TEXT UNDER STUDY:
By Mike Aldax, The Richmond Standard

Starting July 1, the standard adult fare for the San Francisco Bay Ferry route between Richmond and San Francisco will increase to $5.20, up from the current $4.90.

Discounted fares for eligible passengers, including youth, seniors, people with disabilities, and Clipper START users, will rise to $2.60 from the current $2.40. Children under 5 will continue to ride for free.

The Oakland and Alameda routes will increase from $4.90 to $5.10, the South San Francisco route will go up from $7.40 to $7.60, and the Vallejo route will increase from $9.90 to $10.

The adjustments are part of a systemwide fare update approved by the agency’s Board of Directors, which is moving away from a flat 3% annual increase to route-specific pricing for the 2027 and 2028 fiscal years.

This fare update arrives as San Francisco Bay Ferry celebrates a historic May, transporting 301,270 passengers. The record-breaking figure represents an 8% increase over May 2025 and marks the third consecutive month of record-setting ridership.

Furthermore, it is the sixth month in a row that passenger numbers have exceeded pre-pandemic levels. Weekend travel has been a primary driver of this growth, with average weekend ridership seeing a 56% increase compared to pre-pandemic trends.

The agency states that the fare adjustments are necessary to ensure the long-term fiscal sustainability of public ferry services. By shifting to route-specific adjustments, the agency aims to offset rising operating costs while maintaining the high levels of service frequency and reliability.

[Stored items]
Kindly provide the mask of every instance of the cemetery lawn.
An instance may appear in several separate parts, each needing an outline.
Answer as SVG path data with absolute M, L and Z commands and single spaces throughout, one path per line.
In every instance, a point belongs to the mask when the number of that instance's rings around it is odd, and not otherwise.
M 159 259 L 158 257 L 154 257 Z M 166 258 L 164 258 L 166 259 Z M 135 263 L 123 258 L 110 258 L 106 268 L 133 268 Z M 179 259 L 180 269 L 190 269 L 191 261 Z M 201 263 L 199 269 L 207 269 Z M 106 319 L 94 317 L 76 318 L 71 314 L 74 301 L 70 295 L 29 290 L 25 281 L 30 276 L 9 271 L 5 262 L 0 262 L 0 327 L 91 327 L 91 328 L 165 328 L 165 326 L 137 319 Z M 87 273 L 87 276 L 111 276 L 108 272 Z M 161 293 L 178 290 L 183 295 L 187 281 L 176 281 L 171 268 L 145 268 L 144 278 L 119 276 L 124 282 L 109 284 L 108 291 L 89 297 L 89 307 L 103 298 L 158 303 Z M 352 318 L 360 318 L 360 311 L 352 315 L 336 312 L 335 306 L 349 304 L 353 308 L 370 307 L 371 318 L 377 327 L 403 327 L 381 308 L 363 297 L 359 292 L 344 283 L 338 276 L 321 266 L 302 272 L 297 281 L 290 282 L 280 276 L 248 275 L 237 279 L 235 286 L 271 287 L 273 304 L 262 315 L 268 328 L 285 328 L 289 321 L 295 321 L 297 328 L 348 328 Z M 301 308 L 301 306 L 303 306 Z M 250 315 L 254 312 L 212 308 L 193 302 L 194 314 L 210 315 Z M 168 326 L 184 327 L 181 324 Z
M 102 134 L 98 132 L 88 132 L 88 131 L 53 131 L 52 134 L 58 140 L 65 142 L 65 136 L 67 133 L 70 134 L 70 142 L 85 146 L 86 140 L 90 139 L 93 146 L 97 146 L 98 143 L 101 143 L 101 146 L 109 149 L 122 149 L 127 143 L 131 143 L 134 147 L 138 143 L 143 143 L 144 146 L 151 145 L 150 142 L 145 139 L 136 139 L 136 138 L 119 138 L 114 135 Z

TASKS AND EXERCISES:
a - Reproduce word for word the passage of the ferry fare article between "Starting July 1, the" and "2028 fiscal years.", inclusive.
b - List every San Francisco Bay Ferry route that the ferry fare article says will see a fare increase.
The stored items come from a separate source.

RESULTS BY TASK:
a -
Starting July 1, the standard adult fare for the San Francisco Bay Ferry route between Richmond and San Francisco will increase to $5.20, up from the current $4.90.

Discounted fares for eligible passengers, including youth, seniors, people with disabilities, and Clipper START users, will rise to $2.60 from the current $2.40. Children under 5 will continue to ride for free.

The Oakland and Alameda routes will increase from $4.90 to $5.10, the South San Francisco route will go up from $7.40 to $7.60, and the Vallejo route will increase from $9.90 to $10.

The adjustments are part of a systemwide fare update approved by the agency’s Board of Directors, which is moving away from a flat 3% annual increase to route-specific pricing for the 2027 and 2028 fiscal years.

b - Richmond–San Francisco, Oakland, Alameda, South San Francisco, Vallejo